— Start —

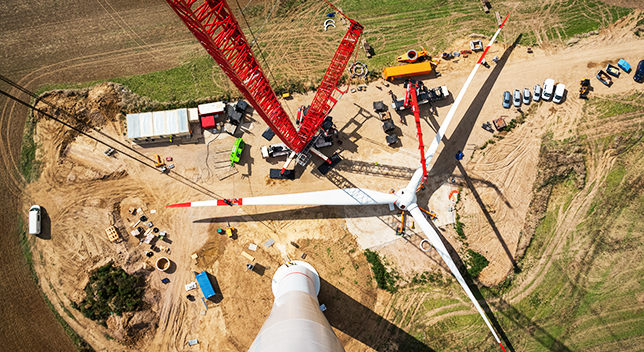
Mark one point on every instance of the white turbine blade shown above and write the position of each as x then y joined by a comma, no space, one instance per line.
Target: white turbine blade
433,238
348,196
418,175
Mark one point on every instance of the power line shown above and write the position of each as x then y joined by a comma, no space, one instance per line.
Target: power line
259,47
175,176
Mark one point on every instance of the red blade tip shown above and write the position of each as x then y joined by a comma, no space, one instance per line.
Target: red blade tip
178,205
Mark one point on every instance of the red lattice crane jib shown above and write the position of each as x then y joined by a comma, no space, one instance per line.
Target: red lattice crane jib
214,25
328,94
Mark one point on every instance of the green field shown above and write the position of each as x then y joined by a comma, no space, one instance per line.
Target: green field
582,279
287,40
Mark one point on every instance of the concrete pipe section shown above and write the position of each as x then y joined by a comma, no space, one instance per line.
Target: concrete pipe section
163,264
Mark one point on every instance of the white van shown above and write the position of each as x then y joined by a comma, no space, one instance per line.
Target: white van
34,220
548,88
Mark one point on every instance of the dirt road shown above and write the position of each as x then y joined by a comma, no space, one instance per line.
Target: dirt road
52,42
87,192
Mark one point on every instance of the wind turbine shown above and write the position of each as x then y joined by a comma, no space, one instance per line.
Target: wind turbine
404,199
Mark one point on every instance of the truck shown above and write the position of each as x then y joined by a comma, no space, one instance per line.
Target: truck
275,150
424,96
34,220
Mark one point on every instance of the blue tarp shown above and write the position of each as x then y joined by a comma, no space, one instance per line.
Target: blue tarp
205,285
624,65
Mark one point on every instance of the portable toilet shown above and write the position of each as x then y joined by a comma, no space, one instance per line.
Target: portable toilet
204,284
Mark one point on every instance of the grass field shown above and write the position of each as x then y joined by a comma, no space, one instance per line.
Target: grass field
581,276
295,56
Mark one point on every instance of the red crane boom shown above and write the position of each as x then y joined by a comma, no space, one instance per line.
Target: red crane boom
214,25
411,99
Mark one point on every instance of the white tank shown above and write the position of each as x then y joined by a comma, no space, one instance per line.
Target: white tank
296,323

— End —

▶ [Problem description]:
Can you update all of the material above by changing every "one instance per line" to "one point per line" and leaving everything else unchanged? Omit the pictures from your answer.

▶ [Task output]:
Mark one point on every instance of the white turbine blade shown above and write the position of each as x then y joined by a comma, no space, one point per line.
Target: white turbine blade
433,238
348,196
418,175
Mark one point on every instance of the power line shown above and write the position of each as x then y joined by a comma, no space, one point per line.
Target: power line
259,47
175,176
Mark one point on every instance of the red blade tip shown above and write the position of each as x then y joined by a comma, no space, one point per line.
Target: red blade tip
178,205
Mark one point on every instance of the red lattice crane jib shown above and write the position of each as x then y joined by a comma, no space, one point per line.
Target: red lattice crane jib
214,25
328,94
Mark one point on every instance of the green field shown above and write the position of each as x then y joined by a comma, no space, one point per line.
Target: green field
582,279
287,40
Mark one point on every instance of the concrete pipe section shown above and write the position of each as x then y joined by a comma, no space, one point per line.
Target: concrete pipe section
163,264
Mark one point on every instance of the white van shown above and write the position of each as x then y joined by a comma, no space, one point per line.
Target: white van
34,220
548,88
Mark one point on every instance of the dirt road shown above and write the position of each as x then y joined by a comma, no space, one point per line.
Target: dirt road
52,42
87,192
Mark one point on every instance of the wind turbine shown above and write the position of each as x then y joined by a comma, no space, one point per line.
Target: wind turbine
404,199
Mark one point on every instance of the truck shown above and write the position of each as x then y joined by a comma, no space, one point per line.
Target: truck
275,150
424,96
34,220
Mark one point on every instance of the blue tarp shown above and write the position of each as x then y joined by a comma, no space, one point per line.
Target: blue tarp
205,285
624,65
Mark one point on every instance of the portable toilet shown above and write the position of each as x then y joined by a comma, no space, one point per line.
Target: portable toilet
204,284
Mark one point on every instance of the grass field shown above and write the position of each as x then y joined by a comma, no space, one point per line.
Target: grass field
581,276
295,56
Mark one point on every instance of the red crane boom shown above and write the position of each as x then y joined by a comma, no space, one point per line.
Target: red crane boom
214,25
411,99
Mark one point on every instance of the white tank shown above and write the position of each as x then y joined by a comma, no space, one point per line.
Target: white tank
296,323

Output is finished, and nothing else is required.